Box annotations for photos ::
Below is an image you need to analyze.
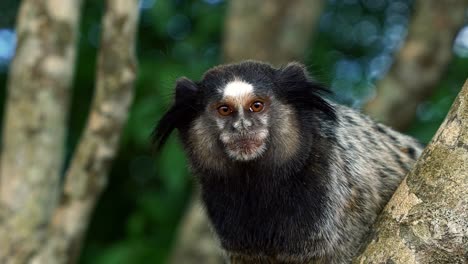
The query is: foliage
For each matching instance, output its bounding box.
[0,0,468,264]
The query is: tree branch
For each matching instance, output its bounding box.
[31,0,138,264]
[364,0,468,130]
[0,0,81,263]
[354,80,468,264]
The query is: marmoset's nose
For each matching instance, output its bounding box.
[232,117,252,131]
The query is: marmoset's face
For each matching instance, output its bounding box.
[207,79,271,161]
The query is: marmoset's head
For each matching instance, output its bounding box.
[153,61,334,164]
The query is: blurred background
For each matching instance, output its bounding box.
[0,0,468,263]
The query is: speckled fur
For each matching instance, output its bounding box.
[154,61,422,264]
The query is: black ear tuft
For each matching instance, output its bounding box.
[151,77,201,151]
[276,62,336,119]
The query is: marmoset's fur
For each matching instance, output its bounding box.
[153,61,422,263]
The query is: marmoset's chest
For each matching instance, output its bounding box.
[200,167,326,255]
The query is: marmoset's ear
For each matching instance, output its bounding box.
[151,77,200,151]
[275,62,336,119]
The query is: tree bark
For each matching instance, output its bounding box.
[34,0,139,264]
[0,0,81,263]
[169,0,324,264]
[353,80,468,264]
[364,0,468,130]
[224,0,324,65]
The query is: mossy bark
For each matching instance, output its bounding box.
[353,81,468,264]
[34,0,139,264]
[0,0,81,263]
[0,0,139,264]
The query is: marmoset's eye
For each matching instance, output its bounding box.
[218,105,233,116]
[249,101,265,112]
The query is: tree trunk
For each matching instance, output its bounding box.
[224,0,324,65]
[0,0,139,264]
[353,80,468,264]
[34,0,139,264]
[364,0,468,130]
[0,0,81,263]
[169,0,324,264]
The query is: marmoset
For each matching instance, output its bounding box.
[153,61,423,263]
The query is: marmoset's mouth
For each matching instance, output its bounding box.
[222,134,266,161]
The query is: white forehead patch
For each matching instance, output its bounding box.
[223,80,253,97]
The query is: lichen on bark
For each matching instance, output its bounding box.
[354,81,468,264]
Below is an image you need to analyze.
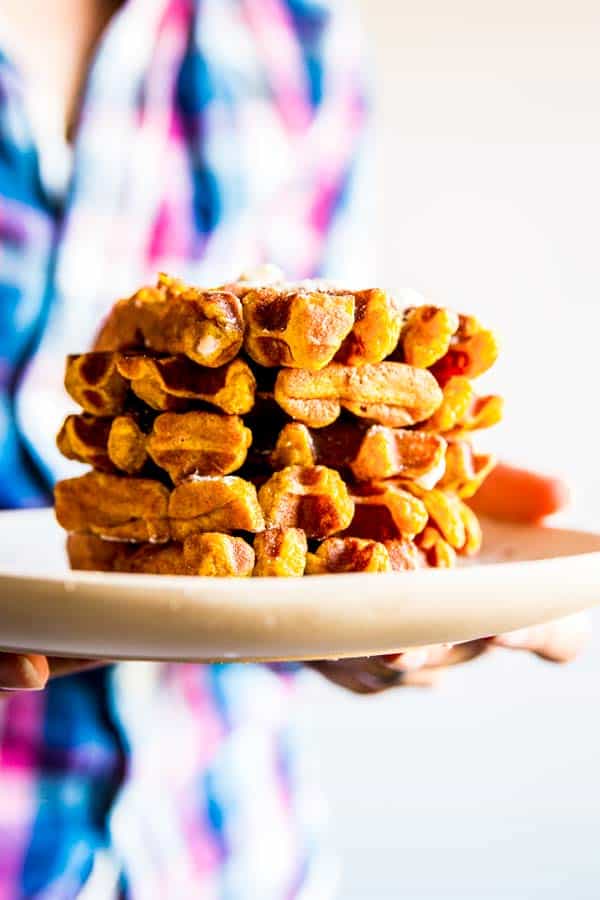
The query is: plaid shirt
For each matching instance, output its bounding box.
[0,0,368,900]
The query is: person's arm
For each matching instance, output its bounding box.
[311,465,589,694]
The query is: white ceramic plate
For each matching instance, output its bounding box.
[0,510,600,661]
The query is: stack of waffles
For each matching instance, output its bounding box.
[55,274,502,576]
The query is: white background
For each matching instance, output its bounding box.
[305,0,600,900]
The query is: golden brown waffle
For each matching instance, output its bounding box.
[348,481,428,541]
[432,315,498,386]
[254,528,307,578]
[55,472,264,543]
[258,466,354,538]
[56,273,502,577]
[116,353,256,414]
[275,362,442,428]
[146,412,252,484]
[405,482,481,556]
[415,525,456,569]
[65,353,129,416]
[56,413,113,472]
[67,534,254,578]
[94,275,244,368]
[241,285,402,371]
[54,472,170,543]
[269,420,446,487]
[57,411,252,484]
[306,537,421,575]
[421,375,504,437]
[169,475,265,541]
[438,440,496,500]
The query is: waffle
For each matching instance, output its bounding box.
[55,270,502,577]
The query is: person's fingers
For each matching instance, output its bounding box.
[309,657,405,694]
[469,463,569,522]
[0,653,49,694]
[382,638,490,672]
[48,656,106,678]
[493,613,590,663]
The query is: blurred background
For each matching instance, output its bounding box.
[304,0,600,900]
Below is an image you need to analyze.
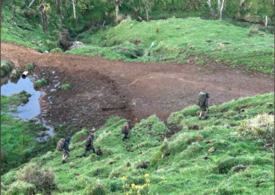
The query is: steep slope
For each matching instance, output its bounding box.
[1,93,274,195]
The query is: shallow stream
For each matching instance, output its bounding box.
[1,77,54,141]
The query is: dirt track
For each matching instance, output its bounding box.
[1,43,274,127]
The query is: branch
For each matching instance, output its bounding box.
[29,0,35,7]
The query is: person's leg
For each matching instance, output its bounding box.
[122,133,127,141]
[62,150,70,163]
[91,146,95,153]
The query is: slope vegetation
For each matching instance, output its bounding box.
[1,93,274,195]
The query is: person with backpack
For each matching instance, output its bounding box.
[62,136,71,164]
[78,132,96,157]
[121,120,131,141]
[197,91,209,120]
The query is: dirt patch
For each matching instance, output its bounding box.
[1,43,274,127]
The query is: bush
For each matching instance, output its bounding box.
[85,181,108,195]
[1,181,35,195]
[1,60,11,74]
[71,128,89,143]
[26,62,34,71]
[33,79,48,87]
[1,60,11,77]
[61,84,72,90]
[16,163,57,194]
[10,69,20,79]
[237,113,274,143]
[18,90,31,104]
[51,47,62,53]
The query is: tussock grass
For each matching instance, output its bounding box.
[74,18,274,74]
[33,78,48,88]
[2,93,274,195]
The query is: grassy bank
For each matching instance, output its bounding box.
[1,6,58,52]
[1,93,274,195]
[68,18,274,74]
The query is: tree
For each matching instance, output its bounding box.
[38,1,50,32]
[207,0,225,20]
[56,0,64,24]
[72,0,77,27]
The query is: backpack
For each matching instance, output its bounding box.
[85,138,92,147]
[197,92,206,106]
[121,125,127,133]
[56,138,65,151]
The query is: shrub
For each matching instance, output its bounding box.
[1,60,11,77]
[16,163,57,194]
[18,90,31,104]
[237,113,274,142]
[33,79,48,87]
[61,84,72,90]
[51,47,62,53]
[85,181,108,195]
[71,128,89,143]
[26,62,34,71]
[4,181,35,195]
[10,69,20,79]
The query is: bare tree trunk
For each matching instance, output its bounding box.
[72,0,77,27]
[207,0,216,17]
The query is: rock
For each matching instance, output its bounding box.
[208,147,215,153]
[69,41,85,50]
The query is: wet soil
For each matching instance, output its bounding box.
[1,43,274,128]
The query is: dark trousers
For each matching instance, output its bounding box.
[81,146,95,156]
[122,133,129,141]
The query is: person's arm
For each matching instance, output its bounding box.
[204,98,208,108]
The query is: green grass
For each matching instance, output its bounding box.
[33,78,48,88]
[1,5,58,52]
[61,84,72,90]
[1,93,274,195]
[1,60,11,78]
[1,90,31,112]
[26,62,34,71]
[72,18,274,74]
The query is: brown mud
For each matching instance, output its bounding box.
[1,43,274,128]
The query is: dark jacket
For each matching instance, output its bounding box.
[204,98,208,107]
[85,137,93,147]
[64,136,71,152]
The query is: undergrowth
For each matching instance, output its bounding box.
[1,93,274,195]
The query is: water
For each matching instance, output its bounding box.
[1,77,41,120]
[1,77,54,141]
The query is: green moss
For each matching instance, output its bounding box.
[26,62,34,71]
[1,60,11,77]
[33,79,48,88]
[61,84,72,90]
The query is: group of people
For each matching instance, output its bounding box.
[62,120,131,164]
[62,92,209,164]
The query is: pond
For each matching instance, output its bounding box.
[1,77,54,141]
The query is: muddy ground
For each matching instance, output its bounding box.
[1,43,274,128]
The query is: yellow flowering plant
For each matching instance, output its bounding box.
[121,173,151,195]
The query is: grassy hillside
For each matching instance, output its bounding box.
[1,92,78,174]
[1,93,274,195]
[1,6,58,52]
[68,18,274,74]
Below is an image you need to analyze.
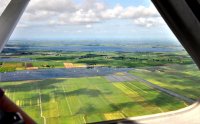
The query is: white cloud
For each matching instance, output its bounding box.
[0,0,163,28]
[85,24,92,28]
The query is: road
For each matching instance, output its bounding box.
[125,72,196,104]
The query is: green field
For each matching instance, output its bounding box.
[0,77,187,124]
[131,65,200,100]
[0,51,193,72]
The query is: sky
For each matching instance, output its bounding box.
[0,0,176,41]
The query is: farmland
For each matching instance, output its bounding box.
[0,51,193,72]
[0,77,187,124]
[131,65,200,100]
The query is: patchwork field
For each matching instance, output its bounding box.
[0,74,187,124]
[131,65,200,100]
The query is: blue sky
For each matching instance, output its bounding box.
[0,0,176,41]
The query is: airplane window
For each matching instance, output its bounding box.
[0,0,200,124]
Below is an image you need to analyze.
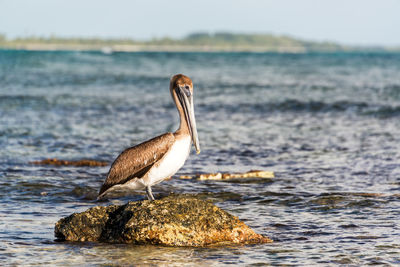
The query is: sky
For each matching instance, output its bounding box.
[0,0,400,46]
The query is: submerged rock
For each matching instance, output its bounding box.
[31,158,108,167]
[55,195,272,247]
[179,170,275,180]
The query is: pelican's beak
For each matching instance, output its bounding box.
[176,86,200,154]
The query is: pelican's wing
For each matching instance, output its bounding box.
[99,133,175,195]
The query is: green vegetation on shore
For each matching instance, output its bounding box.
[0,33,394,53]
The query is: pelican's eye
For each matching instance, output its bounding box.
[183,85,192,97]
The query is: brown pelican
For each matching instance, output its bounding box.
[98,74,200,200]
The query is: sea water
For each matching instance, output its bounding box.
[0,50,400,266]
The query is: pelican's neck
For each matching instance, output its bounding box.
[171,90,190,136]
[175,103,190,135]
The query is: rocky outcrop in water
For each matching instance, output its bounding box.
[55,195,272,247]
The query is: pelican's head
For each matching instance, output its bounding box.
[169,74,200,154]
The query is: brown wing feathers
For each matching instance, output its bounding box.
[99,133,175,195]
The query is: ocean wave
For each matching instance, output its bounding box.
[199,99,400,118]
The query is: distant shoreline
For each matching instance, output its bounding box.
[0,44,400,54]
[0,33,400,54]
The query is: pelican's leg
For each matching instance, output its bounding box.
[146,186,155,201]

Exercise ::
Begin at the line that contains "The query is: submerged rock" and stop after the final line of the records. Reproduce every line in that span, shifting each bounding-box coordinate up by 94 and leaving all other text unchanged.

Correct response ::
The query is: submerged rock
For each matching instance, output its bounding box.
[125,252,202,261]
[149,289,366,341]
[273,264,369,274]
The query is: pelican's beak
For each matching instance, output its bounding box.
[270,180,294,248]
The query is: pelican's wing
For each matching instance, output its bounding box.
[193,227,269,289]
The query is: green vegetation on shore
For each matching instance, output its bounding box.
[94,127,488,147]
The query is: pelican's eye
For each matching instance, output its bounding box.
[277,179,286,191]
The query is: brown pelican
For each matching instance, output its bounding box.
[192,168,294,294]
The query is: sea water
For each matching instance, output its bounding box.
[94,144,494,360]
The query is: pelican's neck
For each matching instance, output its bounding box.
[265,184,284,230]
[269,197,284,229]
The query is: rocky outcrop in water
For each matching instance, output its bounding box.
[149,289,366,341]
The query is: pelican's head
For each matching instance, output its bounding box.
[263,168,294,248]
The query is: brown wing feathers
For each matching instance, output its bounding box.
[193,227,269,289]
The query is: ocean wave
For each matching instance, output its bounding box.
[293,193,494,212]
The query is: distant shoreline
For each matching instance, output its bounding box.
[94,138,494,148]
[94,127,494,148]
The query is: pelican's leg
For each matching instance, output its bounding box.
[240,280,249,295]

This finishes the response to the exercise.